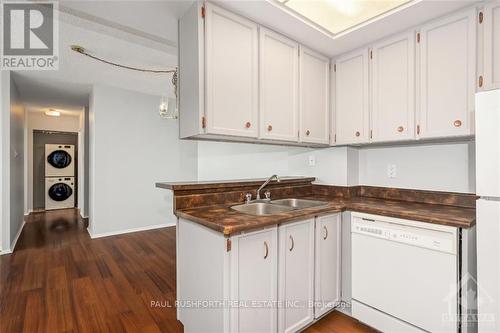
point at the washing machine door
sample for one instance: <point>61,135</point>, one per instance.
<point>60,192</point>
<point>59,159</point>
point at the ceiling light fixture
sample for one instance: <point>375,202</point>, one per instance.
<point>52,113</point>
<point>165,110</point>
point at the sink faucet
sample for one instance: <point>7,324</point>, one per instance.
<point>265,184</point>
════
◆ What you will do ◆
Only an exact reproduction of the lines from the one with "sample for one instance: <point>61,135</point>, one" to the end of the listing is expected.

◆ Answer to the exercise ◆
sample for one instance: <point>61,135</point>, one per instance.
<point>60,192</point>
<point>59,159</point>
point at the ceiling light fixture
sample for one instance: <point>375,202</point>, one per instance.
<point>52,113</point>
<point>165,110</point>
point at the sink faucet
sample for one instance: <point>7,324</point>, one per instance.
<point>265,184</point>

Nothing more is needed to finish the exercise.